### Source data
-*-

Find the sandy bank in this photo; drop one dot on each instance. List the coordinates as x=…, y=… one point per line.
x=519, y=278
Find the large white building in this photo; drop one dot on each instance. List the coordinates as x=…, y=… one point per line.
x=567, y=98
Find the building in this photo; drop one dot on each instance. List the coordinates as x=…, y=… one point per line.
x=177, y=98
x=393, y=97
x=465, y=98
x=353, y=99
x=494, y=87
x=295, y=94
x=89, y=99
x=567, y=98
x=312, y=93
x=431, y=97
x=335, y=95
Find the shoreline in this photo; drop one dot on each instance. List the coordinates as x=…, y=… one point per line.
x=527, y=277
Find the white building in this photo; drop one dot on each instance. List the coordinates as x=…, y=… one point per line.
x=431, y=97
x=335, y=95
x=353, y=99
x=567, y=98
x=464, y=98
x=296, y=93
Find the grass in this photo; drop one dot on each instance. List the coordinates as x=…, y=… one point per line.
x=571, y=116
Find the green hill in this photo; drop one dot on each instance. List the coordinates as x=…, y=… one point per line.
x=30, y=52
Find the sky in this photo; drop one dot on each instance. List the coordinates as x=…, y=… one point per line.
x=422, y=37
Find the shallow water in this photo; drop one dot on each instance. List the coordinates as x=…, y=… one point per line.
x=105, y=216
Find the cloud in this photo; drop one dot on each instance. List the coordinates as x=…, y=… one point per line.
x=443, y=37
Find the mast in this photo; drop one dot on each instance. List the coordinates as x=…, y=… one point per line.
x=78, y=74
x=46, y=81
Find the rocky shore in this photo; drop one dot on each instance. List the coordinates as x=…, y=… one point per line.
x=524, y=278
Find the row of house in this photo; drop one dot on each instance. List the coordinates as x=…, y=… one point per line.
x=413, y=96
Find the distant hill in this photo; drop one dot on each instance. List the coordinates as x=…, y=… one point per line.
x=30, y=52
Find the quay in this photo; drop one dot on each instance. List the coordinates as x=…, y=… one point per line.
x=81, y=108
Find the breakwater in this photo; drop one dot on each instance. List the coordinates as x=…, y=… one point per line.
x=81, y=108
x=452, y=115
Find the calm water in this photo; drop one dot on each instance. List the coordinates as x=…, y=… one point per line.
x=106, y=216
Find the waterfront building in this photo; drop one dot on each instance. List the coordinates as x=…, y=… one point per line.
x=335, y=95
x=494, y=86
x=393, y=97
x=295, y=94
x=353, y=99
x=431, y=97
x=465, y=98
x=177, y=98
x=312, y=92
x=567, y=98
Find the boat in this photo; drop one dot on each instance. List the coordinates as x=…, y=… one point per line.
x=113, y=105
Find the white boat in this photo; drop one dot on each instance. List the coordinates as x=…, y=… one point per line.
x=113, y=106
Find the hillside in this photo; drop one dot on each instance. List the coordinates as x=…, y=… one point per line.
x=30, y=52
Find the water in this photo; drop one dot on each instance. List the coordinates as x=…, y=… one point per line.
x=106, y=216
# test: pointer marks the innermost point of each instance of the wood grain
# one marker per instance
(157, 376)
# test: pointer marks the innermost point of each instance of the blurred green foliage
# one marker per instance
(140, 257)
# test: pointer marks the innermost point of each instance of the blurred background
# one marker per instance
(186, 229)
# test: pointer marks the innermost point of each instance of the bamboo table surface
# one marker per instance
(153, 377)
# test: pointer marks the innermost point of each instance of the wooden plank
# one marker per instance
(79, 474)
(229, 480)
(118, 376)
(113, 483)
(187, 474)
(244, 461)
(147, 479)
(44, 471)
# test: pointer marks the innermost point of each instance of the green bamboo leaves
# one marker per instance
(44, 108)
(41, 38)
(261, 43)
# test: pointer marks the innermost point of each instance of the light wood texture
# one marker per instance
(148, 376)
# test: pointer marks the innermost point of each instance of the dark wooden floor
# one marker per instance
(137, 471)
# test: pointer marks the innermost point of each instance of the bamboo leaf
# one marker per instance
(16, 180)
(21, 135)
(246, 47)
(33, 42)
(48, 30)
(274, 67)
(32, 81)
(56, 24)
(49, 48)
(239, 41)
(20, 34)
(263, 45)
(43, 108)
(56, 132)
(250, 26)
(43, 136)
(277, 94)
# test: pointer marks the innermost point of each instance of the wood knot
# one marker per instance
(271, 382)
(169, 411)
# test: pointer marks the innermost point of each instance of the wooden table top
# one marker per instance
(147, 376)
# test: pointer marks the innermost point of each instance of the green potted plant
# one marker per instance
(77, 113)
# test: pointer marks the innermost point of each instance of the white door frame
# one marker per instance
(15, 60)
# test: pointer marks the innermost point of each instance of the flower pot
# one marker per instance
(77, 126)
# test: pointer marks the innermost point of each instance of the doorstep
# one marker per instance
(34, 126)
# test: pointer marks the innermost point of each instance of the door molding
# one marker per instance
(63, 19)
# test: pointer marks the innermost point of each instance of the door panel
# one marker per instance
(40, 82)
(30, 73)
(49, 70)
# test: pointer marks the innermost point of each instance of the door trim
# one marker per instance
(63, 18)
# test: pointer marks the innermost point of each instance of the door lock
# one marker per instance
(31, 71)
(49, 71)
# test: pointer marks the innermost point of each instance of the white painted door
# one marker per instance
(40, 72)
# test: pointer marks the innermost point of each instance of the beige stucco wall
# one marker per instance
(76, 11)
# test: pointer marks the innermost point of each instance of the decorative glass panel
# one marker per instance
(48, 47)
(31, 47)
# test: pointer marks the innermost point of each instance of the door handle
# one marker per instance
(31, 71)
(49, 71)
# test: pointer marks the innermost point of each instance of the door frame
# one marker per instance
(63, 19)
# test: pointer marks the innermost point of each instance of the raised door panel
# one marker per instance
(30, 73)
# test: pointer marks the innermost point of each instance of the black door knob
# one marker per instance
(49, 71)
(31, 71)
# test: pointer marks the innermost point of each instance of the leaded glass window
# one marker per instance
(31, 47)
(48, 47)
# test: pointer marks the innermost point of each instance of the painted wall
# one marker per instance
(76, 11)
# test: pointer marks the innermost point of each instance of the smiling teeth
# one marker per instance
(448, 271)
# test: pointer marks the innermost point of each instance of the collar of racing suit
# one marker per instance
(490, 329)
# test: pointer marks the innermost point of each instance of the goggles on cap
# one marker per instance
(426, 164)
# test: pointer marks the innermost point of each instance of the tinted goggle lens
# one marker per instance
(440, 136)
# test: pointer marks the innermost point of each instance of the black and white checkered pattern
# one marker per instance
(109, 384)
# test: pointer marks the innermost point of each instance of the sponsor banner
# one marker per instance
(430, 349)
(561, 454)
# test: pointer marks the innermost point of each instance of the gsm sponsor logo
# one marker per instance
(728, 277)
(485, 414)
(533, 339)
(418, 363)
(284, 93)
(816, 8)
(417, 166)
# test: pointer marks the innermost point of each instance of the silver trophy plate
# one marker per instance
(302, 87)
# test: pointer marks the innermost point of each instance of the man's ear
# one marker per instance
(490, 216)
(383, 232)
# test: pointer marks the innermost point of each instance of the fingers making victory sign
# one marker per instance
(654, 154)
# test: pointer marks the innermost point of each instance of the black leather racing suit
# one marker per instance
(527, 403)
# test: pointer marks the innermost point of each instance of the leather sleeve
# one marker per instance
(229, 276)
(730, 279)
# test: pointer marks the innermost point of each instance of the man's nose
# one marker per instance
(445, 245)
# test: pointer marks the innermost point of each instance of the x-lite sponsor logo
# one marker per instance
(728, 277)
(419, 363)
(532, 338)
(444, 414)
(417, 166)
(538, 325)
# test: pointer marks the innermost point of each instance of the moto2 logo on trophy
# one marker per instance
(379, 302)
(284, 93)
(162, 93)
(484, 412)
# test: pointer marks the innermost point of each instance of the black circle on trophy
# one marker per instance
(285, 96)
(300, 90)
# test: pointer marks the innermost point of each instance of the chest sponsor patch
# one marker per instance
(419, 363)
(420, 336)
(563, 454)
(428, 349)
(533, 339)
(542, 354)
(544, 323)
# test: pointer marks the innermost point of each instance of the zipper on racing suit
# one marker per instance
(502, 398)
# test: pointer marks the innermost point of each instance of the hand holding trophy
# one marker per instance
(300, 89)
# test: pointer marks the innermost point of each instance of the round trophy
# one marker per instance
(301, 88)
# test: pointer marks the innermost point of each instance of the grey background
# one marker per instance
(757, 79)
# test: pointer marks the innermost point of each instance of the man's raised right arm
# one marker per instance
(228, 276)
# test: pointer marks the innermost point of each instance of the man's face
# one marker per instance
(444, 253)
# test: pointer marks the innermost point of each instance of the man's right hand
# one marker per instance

-*-

### Task to carry out
Taking the lines of the listing one by one, count those that contain "background", and answer with the number only.

### Solution to this exercise
2